--- START ---

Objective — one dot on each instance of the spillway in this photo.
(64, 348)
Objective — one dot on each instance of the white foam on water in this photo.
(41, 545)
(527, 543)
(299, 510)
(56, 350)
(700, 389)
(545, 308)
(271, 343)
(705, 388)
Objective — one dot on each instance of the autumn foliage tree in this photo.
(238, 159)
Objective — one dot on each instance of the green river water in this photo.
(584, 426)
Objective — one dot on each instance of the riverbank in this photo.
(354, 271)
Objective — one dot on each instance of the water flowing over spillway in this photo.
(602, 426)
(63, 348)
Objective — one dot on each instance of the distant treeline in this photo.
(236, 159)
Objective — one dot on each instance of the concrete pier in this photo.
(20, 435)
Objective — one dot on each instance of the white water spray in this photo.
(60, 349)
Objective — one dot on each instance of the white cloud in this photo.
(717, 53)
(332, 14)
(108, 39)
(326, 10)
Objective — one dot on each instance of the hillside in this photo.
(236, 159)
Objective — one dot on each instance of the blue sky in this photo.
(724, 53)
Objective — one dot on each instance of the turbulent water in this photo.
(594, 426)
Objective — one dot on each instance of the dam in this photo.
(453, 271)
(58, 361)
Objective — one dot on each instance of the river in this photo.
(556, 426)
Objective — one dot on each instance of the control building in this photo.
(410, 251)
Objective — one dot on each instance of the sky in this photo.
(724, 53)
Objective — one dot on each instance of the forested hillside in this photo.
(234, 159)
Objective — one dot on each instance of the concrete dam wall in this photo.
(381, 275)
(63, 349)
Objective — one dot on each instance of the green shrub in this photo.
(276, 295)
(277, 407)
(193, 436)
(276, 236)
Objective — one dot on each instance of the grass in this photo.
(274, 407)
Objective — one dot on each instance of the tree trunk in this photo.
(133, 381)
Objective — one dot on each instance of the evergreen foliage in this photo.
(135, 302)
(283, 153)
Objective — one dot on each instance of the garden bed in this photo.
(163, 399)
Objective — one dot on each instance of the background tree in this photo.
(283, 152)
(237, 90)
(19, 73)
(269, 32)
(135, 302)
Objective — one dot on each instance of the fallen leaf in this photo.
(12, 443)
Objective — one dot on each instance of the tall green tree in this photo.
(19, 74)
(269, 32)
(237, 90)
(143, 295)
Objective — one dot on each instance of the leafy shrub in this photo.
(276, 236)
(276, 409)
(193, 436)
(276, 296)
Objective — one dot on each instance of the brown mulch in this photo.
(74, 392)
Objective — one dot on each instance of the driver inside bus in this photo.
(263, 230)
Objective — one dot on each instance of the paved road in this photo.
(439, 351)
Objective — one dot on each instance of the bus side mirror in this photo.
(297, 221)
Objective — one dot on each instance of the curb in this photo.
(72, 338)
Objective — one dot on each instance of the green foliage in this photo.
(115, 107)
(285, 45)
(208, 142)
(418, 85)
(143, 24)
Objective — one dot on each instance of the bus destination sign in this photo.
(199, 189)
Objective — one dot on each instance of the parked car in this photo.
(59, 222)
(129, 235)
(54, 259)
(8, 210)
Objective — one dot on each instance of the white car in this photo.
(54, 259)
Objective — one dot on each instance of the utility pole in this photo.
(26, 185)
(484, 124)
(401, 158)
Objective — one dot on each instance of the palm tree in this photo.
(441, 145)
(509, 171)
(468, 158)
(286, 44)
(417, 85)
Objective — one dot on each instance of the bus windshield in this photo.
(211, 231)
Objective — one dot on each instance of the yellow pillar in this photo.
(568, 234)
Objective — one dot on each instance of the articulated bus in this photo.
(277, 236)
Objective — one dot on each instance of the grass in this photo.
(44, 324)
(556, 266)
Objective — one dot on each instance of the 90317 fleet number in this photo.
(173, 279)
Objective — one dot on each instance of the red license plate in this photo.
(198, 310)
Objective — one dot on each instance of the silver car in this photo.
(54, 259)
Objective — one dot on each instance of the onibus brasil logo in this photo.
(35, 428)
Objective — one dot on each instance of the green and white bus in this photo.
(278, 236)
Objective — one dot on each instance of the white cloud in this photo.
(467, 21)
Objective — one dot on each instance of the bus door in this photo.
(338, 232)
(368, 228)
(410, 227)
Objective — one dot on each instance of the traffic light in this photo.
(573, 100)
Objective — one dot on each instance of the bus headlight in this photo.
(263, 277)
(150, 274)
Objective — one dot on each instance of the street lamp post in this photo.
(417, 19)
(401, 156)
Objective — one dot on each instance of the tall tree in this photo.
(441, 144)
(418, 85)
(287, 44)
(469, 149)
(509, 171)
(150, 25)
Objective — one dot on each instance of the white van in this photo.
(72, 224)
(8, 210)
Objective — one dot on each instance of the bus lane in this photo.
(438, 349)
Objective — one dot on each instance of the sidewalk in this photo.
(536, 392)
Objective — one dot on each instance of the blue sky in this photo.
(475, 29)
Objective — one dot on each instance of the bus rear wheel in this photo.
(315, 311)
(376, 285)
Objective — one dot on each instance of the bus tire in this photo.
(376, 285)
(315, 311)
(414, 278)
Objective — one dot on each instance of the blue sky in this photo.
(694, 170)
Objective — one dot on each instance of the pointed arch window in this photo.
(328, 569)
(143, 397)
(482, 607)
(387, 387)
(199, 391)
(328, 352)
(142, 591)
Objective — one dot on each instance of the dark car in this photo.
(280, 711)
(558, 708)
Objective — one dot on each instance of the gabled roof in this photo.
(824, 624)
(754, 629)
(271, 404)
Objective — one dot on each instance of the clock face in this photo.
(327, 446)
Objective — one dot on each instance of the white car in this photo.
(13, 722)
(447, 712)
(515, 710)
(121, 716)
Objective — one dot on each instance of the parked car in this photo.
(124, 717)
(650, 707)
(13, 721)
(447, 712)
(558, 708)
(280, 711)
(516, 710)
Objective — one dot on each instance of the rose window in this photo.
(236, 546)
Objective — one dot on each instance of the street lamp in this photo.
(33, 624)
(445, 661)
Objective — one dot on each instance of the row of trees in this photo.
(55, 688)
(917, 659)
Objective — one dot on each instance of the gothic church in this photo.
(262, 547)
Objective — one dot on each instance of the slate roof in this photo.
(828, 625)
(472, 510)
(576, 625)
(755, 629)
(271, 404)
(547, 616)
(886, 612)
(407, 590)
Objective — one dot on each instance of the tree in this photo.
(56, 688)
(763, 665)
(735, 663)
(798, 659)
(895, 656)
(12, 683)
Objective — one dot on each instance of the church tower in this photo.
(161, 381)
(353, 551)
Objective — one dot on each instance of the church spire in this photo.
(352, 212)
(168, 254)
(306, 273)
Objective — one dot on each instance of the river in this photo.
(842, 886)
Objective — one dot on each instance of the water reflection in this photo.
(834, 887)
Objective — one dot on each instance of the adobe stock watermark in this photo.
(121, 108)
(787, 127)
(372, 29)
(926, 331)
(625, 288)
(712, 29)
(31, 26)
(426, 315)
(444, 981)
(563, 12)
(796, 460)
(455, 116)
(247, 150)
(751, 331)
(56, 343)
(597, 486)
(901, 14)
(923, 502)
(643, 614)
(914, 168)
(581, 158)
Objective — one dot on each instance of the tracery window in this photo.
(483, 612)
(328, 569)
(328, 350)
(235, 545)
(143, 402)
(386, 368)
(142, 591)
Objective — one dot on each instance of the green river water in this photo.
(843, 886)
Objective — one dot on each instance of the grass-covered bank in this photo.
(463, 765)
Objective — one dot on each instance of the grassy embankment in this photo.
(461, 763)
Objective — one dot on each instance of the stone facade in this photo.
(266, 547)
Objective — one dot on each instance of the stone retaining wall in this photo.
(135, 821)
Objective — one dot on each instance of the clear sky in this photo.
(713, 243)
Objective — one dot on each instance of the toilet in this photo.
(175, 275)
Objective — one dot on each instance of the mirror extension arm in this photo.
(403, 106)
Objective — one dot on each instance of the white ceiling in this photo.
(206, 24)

--- END ---

§ Exercise goal: Reproduce all of the data above, line for line, without changing a single character.

§ Solution to the exercise:
Objective — one dot on each instance of the spillway in this photo.
(64, 348)
Objective — one dot on each instance of the white foam on water in this photo.
(41, 545)
(527, 543)
(299, 510)
(56, 350)
(700, 389)
(545, 308)
(271, 343)
(705, 388)
Objective — one dot on each instance of the autumn foliage tree in this photo.
(238, 159)
Objective — one dot on each instance of the green river water in this photo.
(584, 426)
Objective — one dot on each instance of the riverbank in this photo.
(354, 271)
Objective — one dot on each instance of the water flowing over spillway in this photo.
(602, 426)
(63, 348)
Objective — one dot on each instance of the distant treeline in this photo.
(236, 159)
Objective — one dot on each instance of the concrete pier in this photo.
(20, 435)
Objective — one dot on each instance of the white water spray in this photo.
(60, 349)
Objective — one dot on each instance of the white cloud in this photo.
(717, 53)
(332, 14)
(108, 39)
(326, 10)
Objective — one dot on each instance of the hillside in this photo.
(236, 159)
Objective — one dot on each instance of the blue sky in this photo.
(724, 53)
Objective — one dot on each instance of the turbulent water in this photo.
(594, 426)
Objective — one dot on each instance of the dam in this photo.
(453, 271)
(58, 361)
Objective — one dot on each instance of the river in this photo.
(556, 426)
Objective — one dot on each instance of the control building in this photo.
(410, 251)
Objective — one dot on each instance of the sky in this photo.
(724, 53)
Objective — one dot on each instance of the forested hillside in this photo.
(234, 159)
Objective — one dot on each instance of the concrete dam wall in this photo.
(381, 275)
(63, 349)
Objective — one dot on each instance of the green shrub in this photo.
(276, 295)
(277, 407)
(193, 436)
(276, 236)
Objective — one dot on each instance of the grass in this photo.
(274, 407)
Objective — one dot on each instance of the tree trunk in this photo.
(133, 381)
Objective — one dot on each instance of the evergreen foliage in this photo.
(135, 302)
(283, 153)
Objective — one dot on each instance of the garden bed in this photo.
(163, 399)
Objective — one dot on each instance of the background tree in this photo.
(283, 152)
(237, 90)
(19, 73)
(269, 32)
(135, 302)
Objective — one dot on each instance of the fallen leaf in this photo.
(12, 443)
Objective — one dot on each instance of the tall green tree in this photo.
(19, 74)
(269, 32)
(237, 90)
(143, 295)
Objective — one dot on each instance of the leafy shrub in this photo.
(276, 236)
(276, 409)
(193, 436)
(276, 296)
Objective — one dot on each instance of the brown mulch in this photo.
(74, 392)
Objective — one dot on each instance of the driver inside bus in this photo.
(263, 230)
Objective — one dot on each instance of the paved road in this photo.
(439, 351)
Objective — one dot on each instance of the bus side mirror in this photo.
(297, 221)
Objective — one dot on each instance of the curb in this photo.
(72, 338)
Objective — one dot on each instance of the green foliage in this photo.
(115, 107)
(285, 45)
(208, 142)
(418, 85)
(143, 24)
Objective — one dot on each instance of the bus destination sign in this photo.
(199, 189)
Objective — one dot on each instance of the parked car in this photo.
(59, 222)
(129, 235)
(54, 259)
(8, 210)
Objective — one dot on each instance of the white car in this photo.
(54, 259)
Objective — one dot on each instance of the utility pole in this photo.
(26, 185)
(484, 124)
(401, 158)
Objective — one dot on each instance of the palm tree in this photo.
(441, 145)
(509, 171)
(468, 158)
(286, 44)
(417, 85)
Objective — one dot on each instance of the bus windshield in this photo.
(211, 231)
Objective — one dot on each instance of the yellow pillar in this photo.
(568, 234)
Objective — one dot on each instance of the articulated bus in this photo.
(277, 236)
Objective — one dot on each instance of the grass in this photo.
(44, 324)
(556, 266)
Objective — one dot on each instance of the 90317 fleet number in this photo.
(173, 279)
Objective — one dot on each instance of the red license plate in this photo.
(198, 310)
Objective — one dot on each instance of the silver car in this photo.
(54, 259)
Objective — one dot on each instance of the onibus brasil logo in this photo.
(35, 428)
Objective — one dot on each instance of the green and white bus in this photo.
(278, 236)
Objective — one dot on each instance of the white cloud in this photo.
(467, 21)
Objective — one dot on each instance of the bus door in this photo.
(338, 232)
(368, 228)
(410, 227)
Objective — one dot on each instance of the traffic light in this photo.
(573, 100)
Objective — one dot on each instance of the bus headlight in this photo.
(263, 277)
(150, 274)
Objective — one dot on each instance of the street lamp post in this photo.
(417, 19)
(401, 156)
Objective — one dot on each instance of the tall tree in this photo.
(441, 144)
(418, 85)
(287, 44)
(469, 149)
(509, 171)
(150, 25)
Objective — one dot on each instance of the white van in this photo.
(72, 224)
(8, 210)
Objective — one dot on each instance of the bus lane in this photo.
(438, 349)
Objective — one dot on each instance of the sidewalk in this photo.
(536, 392)
Objective — one dot on each instance of the blue sky in this photo.
(475, 29)
Objective — one dot on each instance of the bus rear wheel in this photo.
(315, 311)
(376, 285)
Objective — one dot on each instance of the bus tire in this photo.
(376, 285)
(315, 311)
(414, 278)
Objective — one dot on each instance of the blue sky in this photo.
(694, 170)
Objective — one dot on each instance of the pointed arch window in this photo.
(328, 569)
(143, 397)
(482, 607)
(387, 387)
(199, 391)
(328, 352)
(142, 591)
Objective — one dot on each instance of the dark car in this photo.
(280, 711)
(558, 708)
Objective — one dot on each instance of the gabled roof in this photo.
(824, 624)
(754, 629)
(271, 404)
Objective — one dot on each instance of the clock face in this photo.
(327, 446)
Objective — one dot on each instance of the white car in this photo.
(13, 722)
(447, 712)
(515, 710)
(121, 716)
Objective — one dot on each instance of the parked car in this photo.
(124, 717)
(650, 707)
(13, 721)
(447, 712)
(558, 708)
(280, 711)
(516, 710)
Objective — one dot on each instance of the rose window in this photo.
(236, 546)
Objective — one dot on each instance of the street lamp in this photo.
(33, 624)
(445, 661)
Objective — one dot on each instance of the row of trees in this photo.
(55, 688)
(917, 659)
Objective — one dot on each instance of the gothic church in this photo.
(262, 547)
Objective — one dot on each instance of the slate roof in this photo.
(828, 625)
(472, 510)
(576, 625)
(755, 629)
(271, 404)
(547, 616)
(886, 612)
(407, 590)
Objective — one dot on each instance of the tree in this photo.
(56, 688)
(763, 665)
(735, 663)
(798, 659)
(895, 656)
(12, 683)
Objective — one dot on each instance of the church tower in this photo.
(161, 381)
(353, 551)
Objective — one dot on each instance of the church spire in this photo.
(352, 212)
(168, 254)
(306, 273)
Objective — one dot on each instance of the river in this photo.
(842, 886)
Objective — one dot on each instance of the water reflection in this photo.
(834, 887)
Objective — one dot on each instance of the adobe stock watermark in this photo.
(121, 108)
(787, 127)
(372, 29)
(926, 331)
(625, 288)
(712, 29)
(31, 26)
(426, 315)
(444, 981)
(563, 12)
(796, 460)
(455, 116)
(247, 150)
(751, 331)
(56, 343)
(597, 486)
(901, 14)
(923, 502)
(643, 614)
(914, 168)
(581, 158)
Objective — one dot on each instance of the tracery window in this photo.
(483, 612)
(328, 569)
(328, 350)
(235, 545)
(143, 402)
(386, 368)
(142, 591)
Objective — one dot on each instance of the green river water in this photo.
(843, 886)
Objective — one dot on each instance of the grass-covered bank in this photo.
(463, 765)
Objective — one dot on each instance of the grassy embankment in this photo.
(461, 763)
Objective — one dot on each instance of the stone facade in this photo.
(266, 547)
Objective — one dot on each instance of the stone retaining wall in this photo.
(135, 821)
Objective — one dot on each instance of the clear sky in this photo.
(713, 243)
Objective — one dot on each instance of the toilet in this photo.
(175, 275)
Objective — one dot on each instance of the mirror extension arm in this photo.
(403, 106)
Objective — one dot on each instance of the white ceiling in this photo.
(206, 24)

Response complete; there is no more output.